**Problem set**
**A.** Answer these questions from the passage on weight regain, marking each answer (i), (ii), (iii) on its own line:
(i) According to Dr Chirag Tandon, what do fat cells possess?
(ii) During weight loss, what usually happens to the number of fat cells?
(iii) What does Dr Salil Yadav say surgery can permanently lower?
**B.** Reproduce the stretch of the passage on weight regain from "Dr Saksham Seth, Associate" through "trigger alarm bells.", word for word.
**C.** Carry on the passage on weight regain, picking up after its final sentence.

**Provided text**

---*---

This explains why cravings feel intense and personal. They are not just habits. They are biological signals amplified.
Fat cells have a ‘memory’
Why does weight regain happen so often? Dr Chirag Tandon sheds light, “Fat cells also possess a memory. After a long period of time when the body is at a higher weight, it strives to get back to that weight. This is the reason why individuals tend to gain lost kilos after dieting. The weight loss is even harder with stress, sleeplessness, insulin resistance, and such issues as the hormonal disorder.”
Fat cells shrink during weight loss, but their number usually stays the same. They send signals to be refilled. Add stress, poor sleep, and insulin resistance, and the challenge grows.
The International Journal of Communal Medicine and Public Health has repeatedly flagged sleep deprivation and rising stress levels as contributors to metabolic disorders in urban India. Less sleep raises hunger hormones and increases preference for high-calorie food.
Extreme dieting backfires
Skipping meals or following crash diets may show quick results. But they often set the stage for rebound weight gain.
Dr Saksham Seth, Associate Consultant, ISIC Multispeciality Hospital, explains, “In case of a sudden decrease in the amount of calories consumed, the body enters a survival mode. Your body begins to burn energy much more effectively and this means that the number of calories burned in the day to day activities is less. That is why weight loss decreases during the first several weeks, although the individual is dieting.”
He also highlights the brain’s role, “The brain is continuously checking body weight and attempts to maintain it at a constant range. A drop in weight that is excessive triggers cravings in the brain, particularly high calorie foods. This renders long-term dieting psychologically tiresome and not easy to keep.”
The body prefers gradual change. Sudden shifts trigger alarm bells.
When medical help becomes necessary
For some people with severe obesity, lifestyle changes alone may not be enough.
Dr Salil Yadav explains the medical angle, “Because these biological walls are so high, many people cannot reach a safe weight through diet and exercise alone. This is why surgeries like bariatric surgery, gastric bypass or sleeve gastrectomy are used as medical treatments. These procedures do not just make the stomach smaller; they actually change the way the gut sends signals to the brain. Surgery can permanently lower hunger hormones and help the body accept a new, lower weight.”

---*---

**Information provided**
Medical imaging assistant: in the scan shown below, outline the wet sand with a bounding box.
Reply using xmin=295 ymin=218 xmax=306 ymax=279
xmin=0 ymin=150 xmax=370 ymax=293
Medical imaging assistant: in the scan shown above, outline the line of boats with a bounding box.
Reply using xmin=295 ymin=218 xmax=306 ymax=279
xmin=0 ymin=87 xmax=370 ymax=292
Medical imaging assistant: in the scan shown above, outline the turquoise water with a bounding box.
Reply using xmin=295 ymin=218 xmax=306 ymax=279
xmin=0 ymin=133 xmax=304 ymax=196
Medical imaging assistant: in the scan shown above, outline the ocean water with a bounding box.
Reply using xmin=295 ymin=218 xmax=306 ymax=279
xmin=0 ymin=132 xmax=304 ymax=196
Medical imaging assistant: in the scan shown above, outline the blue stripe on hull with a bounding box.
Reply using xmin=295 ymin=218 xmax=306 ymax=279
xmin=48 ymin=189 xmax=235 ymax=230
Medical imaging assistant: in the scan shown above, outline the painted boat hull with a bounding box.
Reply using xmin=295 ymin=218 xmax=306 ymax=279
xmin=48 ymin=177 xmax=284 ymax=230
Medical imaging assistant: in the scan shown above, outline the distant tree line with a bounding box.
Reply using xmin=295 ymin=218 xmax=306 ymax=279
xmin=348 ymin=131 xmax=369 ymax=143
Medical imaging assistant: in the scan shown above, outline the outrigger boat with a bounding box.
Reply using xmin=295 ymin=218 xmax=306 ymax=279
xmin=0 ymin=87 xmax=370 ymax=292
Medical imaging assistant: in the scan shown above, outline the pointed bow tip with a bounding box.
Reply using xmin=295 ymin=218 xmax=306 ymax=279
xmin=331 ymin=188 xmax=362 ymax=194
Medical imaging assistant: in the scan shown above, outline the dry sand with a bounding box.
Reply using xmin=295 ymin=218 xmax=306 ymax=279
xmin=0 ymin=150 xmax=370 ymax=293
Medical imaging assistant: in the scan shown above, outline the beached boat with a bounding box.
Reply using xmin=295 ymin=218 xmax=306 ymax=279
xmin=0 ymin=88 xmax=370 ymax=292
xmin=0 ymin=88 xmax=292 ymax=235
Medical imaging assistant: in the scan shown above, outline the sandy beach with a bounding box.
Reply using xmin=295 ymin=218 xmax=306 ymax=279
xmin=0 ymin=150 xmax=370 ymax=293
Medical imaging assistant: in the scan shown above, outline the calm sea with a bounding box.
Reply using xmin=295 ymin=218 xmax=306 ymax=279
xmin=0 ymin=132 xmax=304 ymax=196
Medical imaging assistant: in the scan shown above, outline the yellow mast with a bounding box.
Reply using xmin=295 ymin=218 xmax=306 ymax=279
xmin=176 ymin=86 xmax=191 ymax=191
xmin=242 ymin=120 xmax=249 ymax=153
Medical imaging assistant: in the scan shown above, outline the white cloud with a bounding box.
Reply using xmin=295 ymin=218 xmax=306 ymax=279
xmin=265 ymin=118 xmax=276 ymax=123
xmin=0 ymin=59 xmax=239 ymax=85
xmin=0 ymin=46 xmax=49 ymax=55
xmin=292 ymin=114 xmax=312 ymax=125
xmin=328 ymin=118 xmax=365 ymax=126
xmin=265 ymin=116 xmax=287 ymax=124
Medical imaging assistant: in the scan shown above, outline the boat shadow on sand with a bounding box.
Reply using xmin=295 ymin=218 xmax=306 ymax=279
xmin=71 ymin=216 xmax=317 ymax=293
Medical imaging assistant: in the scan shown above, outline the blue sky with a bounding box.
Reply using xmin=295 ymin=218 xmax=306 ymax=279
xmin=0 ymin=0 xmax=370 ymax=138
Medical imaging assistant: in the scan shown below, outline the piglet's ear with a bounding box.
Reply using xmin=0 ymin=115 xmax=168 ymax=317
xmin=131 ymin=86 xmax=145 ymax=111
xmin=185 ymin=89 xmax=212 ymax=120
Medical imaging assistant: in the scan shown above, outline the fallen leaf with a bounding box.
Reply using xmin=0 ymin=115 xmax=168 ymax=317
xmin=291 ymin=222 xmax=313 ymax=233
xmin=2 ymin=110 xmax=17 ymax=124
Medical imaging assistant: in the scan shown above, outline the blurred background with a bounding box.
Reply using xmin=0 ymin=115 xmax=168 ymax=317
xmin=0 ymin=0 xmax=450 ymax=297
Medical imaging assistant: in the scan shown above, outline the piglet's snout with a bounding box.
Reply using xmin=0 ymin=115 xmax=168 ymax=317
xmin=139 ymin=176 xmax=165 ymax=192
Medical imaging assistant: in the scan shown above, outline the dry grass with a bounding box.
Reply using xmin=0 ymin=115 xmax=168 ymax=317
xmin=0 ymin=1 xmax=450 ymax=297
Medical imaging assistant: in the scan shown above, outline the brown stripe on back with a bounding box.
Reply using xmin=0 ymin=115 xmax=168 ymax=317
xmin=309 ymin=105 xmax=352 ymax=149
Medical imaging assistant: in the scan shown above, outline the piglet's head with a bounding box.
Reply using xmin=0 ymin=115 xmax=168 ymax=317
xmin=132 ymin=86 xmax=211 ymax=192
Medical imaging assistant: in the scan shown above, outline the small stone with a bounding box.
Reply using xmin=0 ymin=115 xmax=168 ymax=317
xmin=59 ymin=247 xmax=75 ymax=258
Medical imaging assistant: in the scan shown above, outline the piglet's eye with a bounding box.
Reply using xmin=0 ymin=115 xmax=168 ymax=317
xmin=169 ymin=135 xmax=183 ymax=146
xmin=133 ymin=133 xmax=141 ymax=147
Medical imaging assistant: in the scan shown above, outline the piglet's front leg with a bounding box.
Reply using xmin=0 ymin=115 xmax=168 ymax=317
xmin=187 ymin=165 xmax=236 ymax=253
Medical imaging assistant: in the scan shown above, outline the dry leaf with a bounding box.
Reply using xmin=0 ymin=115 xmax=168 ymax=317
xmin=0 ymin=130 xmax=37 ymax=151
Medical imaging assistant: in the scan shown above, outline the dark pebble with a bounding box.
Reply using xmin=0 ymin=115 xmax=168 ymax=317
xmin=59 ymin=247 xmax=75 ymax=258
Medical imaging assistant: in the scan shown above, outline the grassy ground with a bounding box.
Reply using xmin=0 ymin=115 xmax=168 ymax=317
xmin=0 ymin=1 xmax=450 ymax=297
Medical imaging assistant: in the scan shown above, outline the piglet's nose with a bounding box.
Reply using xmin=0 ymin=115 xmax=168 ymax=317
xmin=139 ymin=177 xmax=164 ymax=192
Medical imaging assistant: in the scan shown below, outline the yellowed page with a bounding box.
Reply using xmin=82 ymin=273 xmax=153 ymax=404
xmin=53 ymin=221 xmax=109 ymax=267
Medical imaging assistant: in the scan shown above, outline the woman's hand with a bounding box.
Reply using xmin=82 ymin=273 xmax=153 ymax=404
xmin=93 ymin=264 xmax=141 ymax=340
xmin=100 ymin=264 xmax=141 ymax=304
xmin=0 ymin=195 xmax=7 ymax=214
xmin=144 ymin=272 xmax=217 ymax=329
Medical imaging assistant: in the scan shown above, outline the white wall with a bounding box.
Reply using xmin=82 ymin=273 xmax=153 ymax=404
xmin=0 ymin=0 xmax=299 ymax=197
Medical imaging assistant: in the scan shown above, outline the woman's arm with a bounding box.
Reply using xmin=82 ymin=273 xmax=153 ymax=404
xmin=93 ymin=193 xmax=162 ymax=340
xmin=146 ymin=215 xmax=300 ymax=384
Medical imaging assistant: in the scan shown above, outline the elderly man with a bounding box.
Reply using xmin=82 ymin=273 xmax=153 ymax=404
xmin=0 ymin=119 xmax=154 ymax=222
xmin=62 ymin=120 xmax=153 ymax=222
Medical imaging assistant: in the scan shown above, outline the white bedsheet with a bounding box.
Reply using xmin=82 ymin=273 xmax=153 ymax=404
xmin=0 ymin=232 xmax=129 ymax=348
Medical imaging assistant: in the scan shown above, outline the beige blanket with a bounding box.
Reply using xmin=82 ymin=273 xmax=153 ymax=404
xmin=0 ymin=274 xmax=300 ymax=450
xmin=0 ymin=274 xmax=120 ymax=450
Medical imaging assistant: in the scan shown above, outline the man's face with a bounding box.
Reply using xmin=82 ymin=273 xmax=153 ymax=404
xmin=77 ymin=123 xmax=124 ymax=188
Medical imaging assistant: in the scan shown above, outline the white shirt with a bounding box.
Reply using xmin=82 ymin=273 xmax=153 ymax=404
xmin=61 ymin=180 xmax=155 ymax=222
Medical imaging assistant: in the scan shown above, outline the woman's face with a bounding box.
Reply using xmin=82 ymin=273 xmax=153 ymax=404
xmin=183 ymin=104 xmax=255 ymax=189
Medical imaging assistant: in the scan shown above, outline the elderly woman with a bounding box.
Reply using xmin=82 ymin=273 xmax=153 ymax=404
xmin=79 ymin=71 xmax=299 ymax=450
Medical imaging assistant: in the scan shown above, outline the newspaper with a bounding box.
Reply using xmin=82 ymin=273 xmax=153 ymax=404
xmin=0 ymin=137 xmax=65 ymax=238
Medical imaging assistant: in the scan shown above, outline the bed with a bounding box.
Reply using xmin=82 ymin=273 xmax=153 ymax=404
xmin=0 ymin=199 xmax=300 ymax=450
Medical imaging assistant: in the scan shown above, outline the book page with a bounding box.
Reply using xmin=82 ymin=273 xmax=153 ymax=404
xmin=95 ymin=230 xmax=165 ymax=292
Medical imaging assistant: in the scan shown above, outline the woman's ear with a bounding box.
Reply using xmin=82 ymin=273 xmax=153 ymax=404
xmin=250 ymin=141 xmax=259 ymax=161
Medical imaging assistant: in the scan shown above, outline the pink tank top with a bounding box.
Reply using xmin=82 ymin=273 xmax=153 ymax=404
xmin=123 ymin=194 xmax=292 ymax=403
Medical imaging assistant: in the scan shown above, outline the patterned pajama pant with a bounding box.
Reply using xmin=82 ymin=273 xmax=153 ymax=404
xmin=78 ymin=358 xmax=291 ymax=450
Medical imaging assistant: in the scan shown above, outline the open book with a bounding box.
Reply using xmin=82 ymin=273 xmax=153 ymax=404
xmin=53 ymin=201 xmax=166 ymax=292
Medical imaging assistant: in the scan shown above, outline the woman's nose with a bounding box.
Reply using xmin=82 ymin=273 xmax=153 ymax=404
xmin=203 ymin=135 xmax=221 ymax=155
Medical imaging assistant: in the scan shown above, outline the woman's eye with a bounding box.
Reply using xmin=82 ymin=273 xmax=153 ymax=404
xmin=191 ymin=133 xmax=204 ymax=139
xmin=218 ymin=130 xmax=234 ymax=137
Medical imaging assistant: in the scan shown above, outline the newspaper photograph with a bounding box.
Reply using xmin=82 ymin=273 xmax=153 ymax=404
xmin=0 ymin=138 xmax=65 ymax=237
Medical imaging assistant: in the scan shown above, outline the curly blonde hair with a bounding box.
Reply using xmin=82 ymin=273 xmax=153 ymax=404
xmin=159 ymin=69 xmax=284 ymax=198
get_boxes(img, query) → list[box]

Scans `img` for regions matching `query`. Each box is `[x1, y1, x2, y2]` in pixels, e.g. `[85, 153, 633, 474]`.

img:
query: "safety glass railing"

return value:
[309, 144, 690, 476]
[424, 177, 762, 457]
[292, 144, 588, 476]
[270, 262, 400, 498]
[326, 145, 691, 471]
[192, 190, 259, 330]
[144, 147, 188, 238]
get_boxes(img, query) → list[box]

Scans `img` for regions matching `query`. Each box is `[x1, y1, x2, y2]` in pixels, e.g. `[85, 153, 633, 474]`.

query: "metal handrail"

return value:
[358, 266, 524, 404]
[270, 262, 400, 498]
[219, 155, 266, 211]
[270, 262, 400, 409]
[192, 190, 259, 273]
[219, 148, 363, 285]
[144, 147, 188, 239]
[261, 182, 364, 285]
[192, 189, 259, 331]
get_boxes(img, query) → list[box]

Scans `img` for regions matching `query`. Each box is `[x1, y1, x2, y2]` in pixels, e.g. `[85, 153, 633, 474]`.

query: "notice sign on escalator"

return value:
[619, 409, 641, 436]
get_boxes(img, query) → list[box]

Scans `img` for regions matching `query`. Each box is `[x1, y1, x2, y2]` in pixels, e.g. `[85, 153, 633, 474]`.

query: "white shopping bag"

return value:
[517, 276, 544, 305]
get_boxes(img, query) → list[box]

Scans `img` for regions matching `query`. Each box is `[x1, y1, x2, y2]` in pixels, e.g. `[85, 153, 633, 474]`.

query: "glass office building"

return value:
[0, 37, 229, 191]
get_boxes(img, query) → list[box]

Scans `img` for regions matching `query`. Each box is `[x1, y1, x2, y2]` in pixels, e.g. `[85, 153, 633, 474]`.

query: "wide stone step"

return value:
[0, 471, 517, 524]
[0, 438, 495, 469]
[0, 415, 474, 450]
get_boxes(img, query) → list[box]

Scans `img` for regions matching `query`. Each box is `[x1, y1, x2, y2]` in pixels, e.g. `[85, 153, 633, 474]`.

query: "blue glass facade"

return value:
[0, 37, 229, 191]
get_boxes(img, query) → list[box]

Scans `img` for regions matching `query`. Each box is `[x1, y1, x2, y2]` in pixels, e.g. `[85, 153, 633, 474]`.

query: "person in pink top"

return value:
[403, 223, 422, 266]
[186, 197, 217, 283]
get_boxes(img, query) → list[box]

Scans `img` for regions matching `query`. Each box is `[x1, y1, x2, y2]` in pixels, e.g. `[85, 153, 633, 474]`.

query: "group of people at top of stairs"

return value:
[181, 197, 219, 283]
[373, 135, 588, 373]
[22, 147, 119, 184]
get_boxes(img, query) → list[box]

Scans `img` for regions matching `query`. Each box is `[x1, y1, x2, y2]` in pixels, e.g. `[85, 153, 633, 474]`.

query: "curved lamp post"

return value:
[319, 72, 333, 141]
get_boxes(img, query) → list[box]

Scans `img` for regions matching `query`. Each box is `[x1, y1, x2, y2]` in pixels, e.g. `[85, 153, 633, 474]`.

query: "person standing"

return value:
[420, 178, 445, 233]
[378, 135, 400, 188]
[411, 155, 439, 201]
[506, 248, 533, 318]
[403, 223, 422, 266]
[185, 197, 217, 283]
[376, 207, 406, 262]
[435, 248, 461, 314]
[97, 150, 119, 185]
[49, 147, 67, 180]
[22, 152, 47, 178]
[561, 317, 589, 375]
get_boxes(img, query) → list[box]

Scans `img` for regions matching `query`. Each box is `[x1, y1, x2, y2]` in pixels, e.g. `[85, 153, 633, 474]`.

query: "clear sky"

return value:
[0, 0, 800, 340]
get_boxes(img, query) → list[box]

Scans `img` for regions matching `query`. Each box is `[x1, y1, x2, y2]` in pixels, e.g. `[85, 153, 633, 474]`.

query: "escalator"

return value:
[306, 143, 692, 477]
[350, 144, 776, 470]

---*---

**Results of the exercise**
**A.**
(i) A memory.
(ii) It usually stays the same.
(iii) Hunger hormones.

**B.**
Dr Saksham Seth, Associate Consultant, ISIC Multispeciality Hospital, explains, “In case of a sudden decrease in the amount of calories consumed, the body enters a survival mode. Your body begins to burn energy much more effectively and this means that the number of calories burned in the day to day activities is less. That is why weight loss decreases during the first several weeks, although the individual is dieting.”
He also highlights the brain’s role, “The brain is continuously checking body weight and attempts to maintain it at a constant range. A drop in weight that is excessive triggers cravings in the brain, particularly high calorie foods. This renders long-term dieting psychologically tiresome and not easy to keep.”
The body prefers gradual change. Sudden shifts trigger alarm bells.

**C.**
He adds a crucial point, “Obesity is a biological issue rather than a lack of discipline. Fat cells themselves resist shrinking and send constant signals to be refilled. While natural weight loss is the goal, surgeries provide a way to bypass these internal barriers by fixing the body’s chemistry. These medical tools offer a real path to health when a person’s own biology makes natural success nearly impossible.”
This does not mean surgery is for everyone. But it reinforces one truth: obesity is a medical condition, not a moral flaw.
Working with the body, not against it
Dr Saksham Seth sums up the long-term view, “Weight loss should be approached with a realistically medical approach. The message that people should concentrate on instead of self-blaming is gradual changes, good sleep, stress, and professional guidance. The difference between sustainable weight loss and combat is that it is about cooperation with the body rather than conflict.”
So what actually helps?
Slow calorie reduction instead of crash dieting
Strength training to preserve muscle and support metabolism
Seven to eight hours of sleep
Stress management through routine and recovery
Medical screening for thyroid, insulin resistance, or hormonal disorders
Weight loss becomes more sustainable when biology is respected. Small steady shifts allow hormones and metabolism to adapt without triggering panic.